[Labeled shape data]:
++++++

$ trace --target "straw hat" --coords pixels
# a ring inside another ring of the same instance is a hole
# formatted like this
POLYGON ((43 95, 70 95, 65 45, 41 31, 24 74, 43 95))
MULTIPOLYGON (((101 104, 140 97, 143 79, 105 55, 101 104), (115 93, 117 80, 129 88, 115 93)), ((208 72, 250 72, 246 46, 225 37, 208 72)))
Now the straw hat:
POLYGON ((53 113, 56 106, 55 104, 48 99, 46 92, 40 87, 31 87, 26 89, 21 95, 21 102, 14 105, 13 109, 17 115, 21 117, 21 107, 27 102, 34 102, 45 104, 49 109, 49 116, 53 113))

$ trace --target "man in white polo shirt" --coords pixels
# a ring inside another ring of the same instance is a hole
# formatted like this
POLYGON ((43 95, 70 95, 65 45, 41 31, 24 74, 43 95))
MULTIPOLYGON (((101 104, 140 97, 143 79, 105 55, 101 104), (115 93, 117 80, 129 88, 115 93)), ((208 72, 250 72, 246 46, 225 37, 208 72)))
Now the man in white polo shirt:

++++++

[PROBLEM DETAILS]: Could you copy all of the data above, line for line and unchanged?

[CORRECT OUTPUT]:
$ trace --target "straw hat" --coords pixels
# a ring inside another ring of the same instance is a hole
# formatted like this
POLYGON ((43 95, 70 95, 65 45, 41 31, 24 74, 43 95))
MULTIPOLYGON (((101 104, 140 97, 143 79, 105 55, 101 104), (115 93, 117 80, 129 88, 115 93)), ((208 72, 250 72, 246 46, 225 37, 208 72)))
Now the straw hat:
POLYGON ((53 113, 56 106, 55 104, 48 99, 46 92, 40 87, 31 87, 26 89, 21 95, 21 102, 14 105, 13 109, 17 115, 21 117, 21 107, 27 102, 34 102, 45 104, 49 109, 49 116, 53 113))

$ trace --target "man in white polo shirt" --coords pixels
# a ring inside another ring of the same instance is a hole
# formatted like this
POLYGON ((43 95, 70 95, 65 45, 41 31, 24 74, 43 95))
MULTIPOLYGON (((101 104, 140 97, 143 79, 105 55, 101 104), (115 93, 117 80, 129 88, 115 93)), ((208 72, 250 72, 246 46, 225 37, 208 72)))
Now the man in white polo shirt:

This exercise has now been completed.